*Text block*.
=====

Research Article: Postcoital bleeding is a predictor for cervical dysplasia

Date Published: May 23, 2019

Publisher: Public Library of Science

Author(s): Omer Cohen, Edwardo Schejter, Regina Agizim, Ron Schonman, Gabby Chodick, Ami Fishman, Anat Hershko Klement, Linus Chuang.


Postcoital bleeding (PCB) is a common gynecological symptom that may cause concern among both patients and physicians. Current literature is inconclusive regarding management recommendations.

To identify risk-factors for dysplasia/cancer among patients presenting post-coital bleeding (PCB).

Using large health maintenance organization (HMO) database, all women reporting PCB in 2012–2015 were identified. PCB patient records in a single colposcopy center were reviewed. Age, marital status, ethnicity, gravidity, parity, BMI, smoking, PAP smear result (within 1 year of PCB presentation), colposcopy and biopsy results were recorded. Cases were matched by age and socio-economic enumeration area to controls accessing primary care clinics for routine care.

=====

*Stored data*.
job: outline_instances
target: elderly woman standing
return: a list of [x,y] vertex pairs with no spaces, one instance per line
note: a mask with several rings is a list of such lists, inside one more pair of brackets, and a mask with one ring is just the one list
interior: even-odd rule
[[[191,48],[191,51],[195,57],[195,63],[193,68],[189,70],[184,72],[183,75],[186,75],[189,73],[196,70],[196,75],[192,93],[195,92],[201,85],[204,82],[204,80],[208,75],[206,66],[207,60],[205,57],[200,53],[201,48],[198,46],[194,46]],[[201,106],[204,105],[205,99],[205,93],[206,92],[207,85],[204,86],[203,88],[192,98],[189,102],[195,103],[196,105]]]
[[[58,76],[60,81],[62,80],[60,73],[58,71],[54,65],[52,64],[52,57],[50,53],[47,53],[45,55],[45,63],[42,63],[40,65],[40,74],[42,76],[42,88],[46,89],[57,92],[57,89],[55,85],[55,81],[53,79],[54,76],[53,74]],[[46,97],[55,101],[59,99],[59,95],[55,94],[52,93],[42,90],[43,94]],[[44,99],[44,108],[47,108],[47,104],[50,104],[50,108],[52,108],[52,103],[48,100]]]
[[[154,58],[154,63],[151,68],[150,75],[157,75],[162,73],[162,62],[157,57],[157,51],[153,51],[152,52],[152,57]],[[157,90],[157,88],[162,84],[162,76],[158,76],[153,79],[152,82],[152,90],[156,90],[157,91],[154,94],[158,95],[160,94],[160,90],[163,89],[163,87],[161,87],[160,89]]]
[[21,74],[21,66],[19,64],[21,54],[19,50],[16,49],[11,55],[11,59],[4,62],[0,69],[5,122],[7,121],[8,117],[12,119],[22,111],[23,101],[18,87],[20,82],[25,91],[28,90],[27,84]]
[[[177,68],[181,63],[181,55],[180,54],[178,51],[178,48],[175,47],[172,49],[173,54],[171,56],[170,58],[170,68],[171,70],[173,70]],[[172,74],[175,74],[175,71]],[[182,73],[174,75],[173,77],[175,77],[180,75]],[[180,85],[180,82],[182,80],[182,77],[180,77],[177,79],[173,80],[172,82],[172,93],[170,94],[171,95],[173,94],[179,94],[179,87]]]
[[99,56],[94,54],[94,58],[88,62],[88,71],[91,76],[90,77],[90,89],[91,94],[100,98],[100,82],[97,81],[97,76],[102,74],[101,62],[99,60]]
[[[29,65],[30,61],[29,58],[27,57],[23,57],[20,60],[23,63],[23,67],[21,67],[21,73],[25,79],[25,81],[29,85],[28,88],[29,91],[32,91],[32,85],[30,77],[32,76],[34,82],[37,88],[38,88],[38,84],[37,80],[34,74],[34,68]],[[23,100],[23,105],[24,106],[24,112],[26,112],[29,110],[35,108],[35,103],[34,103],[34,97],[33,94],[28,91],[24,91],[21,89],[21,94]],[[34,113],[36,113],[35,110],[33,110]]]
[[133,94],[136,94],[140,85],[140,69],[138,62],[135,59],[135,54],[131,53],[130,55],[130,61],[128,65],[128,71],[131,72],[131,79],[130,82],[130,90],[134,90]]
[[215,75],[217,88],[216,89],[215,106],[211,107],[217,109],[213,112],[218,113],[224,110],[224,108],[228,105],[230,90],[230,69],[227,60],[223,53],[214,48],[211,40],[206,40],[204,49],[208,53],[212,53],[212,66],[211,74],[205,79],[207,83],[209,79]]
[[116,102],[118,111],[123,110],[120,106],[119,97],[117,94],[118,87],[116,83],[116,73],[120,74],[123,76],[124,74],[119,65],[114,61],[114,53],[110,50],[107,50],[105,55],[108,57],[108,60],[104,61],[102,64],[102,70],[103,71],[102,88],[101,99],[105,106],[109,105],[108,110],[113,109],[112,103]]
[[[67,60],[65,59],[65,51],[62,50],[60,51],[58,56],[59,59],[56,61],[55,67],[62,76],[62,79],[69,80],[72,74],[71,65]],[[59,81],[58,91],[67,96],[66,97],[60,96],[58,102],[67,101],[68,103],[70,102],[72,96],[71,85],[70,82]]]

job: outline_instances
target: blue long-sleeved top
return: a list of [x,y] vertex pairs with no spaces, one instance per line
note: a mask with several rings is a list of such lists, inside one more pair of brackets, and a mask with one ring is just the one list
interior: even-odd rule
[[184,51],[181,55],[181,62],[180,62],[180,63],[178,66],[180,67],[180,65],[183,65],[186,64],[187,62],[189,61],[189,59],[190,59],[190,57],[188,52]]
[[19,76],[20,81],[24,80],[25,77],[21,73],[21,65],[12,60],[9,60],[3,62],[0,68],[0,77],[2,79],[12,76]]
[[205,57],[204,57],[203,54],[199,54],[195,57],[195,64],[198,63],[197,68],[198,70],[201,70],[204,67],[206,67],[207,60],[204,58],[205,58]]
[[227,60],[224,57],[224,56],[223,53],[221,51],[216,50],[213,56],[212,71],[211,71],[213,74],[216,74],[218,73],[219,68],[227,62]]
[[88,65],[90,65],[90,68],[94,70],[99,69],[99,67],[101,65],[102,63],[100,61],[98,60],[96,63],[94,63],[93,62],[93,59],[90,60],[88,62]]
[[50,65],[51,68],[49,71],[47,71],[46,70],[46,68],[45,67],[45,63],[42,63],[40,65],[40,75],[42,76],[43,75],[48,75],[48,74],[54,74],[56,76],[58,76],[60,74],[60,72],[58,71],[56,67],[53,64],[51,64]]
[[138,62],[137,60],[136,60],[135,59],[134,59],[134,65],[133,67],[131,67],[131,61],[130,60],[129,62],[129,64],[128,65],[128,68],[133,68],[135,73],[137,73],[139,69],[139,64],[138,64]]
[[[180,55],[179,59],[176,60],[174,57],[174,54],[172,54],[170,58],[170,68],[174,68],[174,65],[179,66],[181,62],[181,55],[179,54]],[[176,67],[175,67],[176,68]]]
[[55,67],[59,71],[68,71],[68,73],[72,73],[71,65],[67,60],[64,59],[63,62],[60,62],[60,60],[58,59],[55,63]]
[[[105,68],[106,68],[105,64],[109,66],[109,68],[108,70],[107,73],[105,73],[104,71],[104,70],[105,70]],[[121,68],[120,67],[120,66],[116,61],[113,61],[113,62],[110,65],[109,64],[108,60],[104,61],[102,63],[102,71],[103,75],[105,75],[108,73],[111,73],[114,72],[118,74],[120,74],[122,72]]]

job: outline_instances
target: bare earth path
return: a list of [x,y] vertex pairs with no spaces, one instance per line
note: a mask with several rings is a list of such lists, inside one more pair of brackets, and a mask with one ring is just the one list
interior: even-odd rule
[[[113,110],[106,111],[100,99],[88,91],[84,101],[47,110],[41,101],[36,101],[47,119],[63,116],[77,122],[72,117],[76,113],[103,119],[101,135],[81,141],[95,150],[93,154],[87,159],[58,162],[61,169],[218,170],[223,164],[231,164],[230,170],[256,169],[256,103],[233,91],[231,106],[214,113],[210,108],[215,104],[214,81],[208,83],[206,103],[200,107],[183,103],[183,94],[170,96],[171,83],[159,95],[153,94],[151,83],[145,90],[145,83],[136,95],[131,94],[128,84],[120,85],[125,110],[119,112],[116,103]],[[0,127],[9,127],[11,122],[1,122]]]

=====

*What to work on*.
- A) Answer these questions about the postcoital bleeding article:
(i) Which publisher released the article?
(ii) In which years did the women in the database report postcoital bleeding?
(iii) By what two factors were cases matched to controls?
- B) Could you continue the postcoital bleeding article from the point where it stops?
You won't need the entries here.

*Numbered responses*.
- A)
(i) Public Library of Science
(ii) 2012–2015
(iii) Age and socio-economic enumeration area

- B)
Yearly incidence of PCB ranged from 400 to 900 per 100,000 women; highest among patients aged 26–30 years. Among the sample of 411 PCB cases with colposcopy, 201 (48.9%) had directed biopsy. Biopsy results included 68 cervicitis (33.8%), 61 koilocytosis/CIN 1/condyloma (30.3%), 44 normal tissue (21.9%), 25 cervical polyp (12.4%), 2 CIN 2/3 (1%) and 1 carcinoma (0.5%). Positive predictive value for koilocytosis/CIN 1 or higher pathology was 15.6% (64/411) and 0.7% for CIN 2 or higher grade pathology (3/411). In conditional logistic regression, multiparty was a protective factor: OR 0.39 (95% CI 0.22–0.88, P = 0.02), while pathological PAP smear was a related risk-factor: OR 3.3 (95% CI 1.31–8.35, P = 0.01). When compared to controls, PCB patients were significantly (P = 0.04) more likely to present CIN 1 or higher grade pathology (OR 1.82, 95% CI 1.02–3.33).

Study results indicate that PCB may require colposcopy, especially for nulliparous women with an abnormal PAP smear.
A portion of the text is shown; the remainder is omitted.